(Istruzione scritta A): Secondo il testo sul festival "Doing", chi lo organizza?

(Testo mostrato):
#####

Anno IV - n.13 - 4 aprile
2003FORME DI LAVORO ARTISTICO
A Bologna parte "Doing" che Xing dedica allo spettacolo contemporaneo. Il festival si snoda in tre luoghi diversi, nei quali realizza dispositivi spiazzanti che aprono strade nuove alla percezione e alla riflessione. Le perdite di equilibrio dell’austriaco Erwin Wurm, accanto alle "cinquantasette cadute" di Kinkaleri e all'esibizione del performer italo-tedesco Marco Berrettini che trasporta in una folle azione dadaista ravvicinata dentro gli stereotipi e la passione di essere italiani
di MASSIMO MARINO
Bologna - All’atto del guardare è dedicato “Doing”,
festival internazionale dello spettacolo contemporaneo, organizzato da Xing a
Bologna. La formula “doing” sottolinea propriamente il fare, forme di lavoro
artistico che mettono in discussione la rappresentazione per portare in scena
la realtà di corpi inseriti in dispositivi spiazzanti, che intendono aprire
strade nuove alla percezione e alla riflessione. Allora il guardare diventa
fondamentale: attraverso la performance o spettacoli intessuti di discipline
diverse, spesso in formati fuori canone, si intende straniare i meccanismi
dell’attesa, dell’ascolto, dell’attenzione, sfasare il rapporto fra realtà e
sua rappresentazione. Lo sguardo di un fare asciugato dalla produzione di
senso traslato, il peso e il brusio della presenza intendono riaprire i canali
di osservazione del mondo, per trovare strano quello che ogni giorno lasciamo
correre come tollerabile, come consueto.

#####

(Dati forniti):
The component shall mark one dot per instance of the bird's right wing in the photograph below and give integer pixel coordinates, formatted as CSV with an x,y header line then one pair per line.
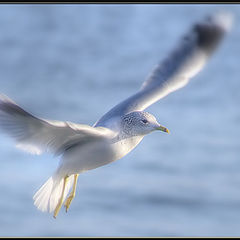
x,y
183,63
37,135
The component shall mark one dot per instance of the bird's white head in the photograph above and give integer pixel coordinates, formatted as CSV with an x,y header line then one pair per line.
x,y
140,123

#####

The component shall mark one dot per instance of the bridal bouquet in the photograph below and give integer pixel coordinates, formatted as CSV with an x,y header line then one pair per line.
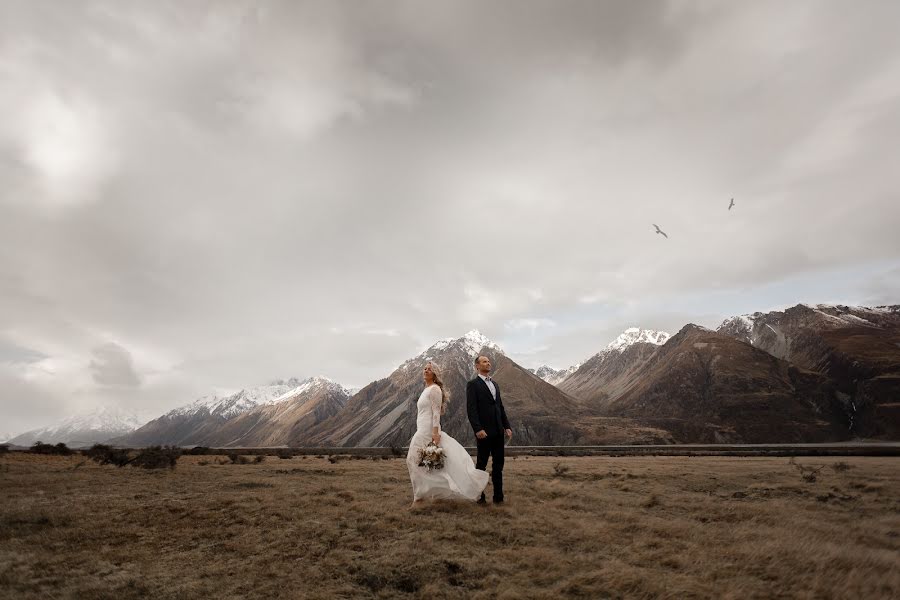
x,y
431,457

#####

(Istruzione scritta B): Individua nei record ogni riga che contiene la parola "mark" e copiala.

(Risposta finale A): Lo organizza Xing.

(Risposta finale B):
The component shall mark one dot per instance of the bird's right wing in the photograph below and give integer pixel coordinates, formatted as CSV with an x,y header line then one pair per line.
The component shall mark one dot per instance of the bird's white head in the photograph above and give integer pixel coordinates, formatted as CSV with an x,y header line then one pair per line.
The component shall mark one dot per instance of the bridal bouquet in the photograph below and give integer pixel coordinates, formatted as CSV with an x,y header line then one pair per line.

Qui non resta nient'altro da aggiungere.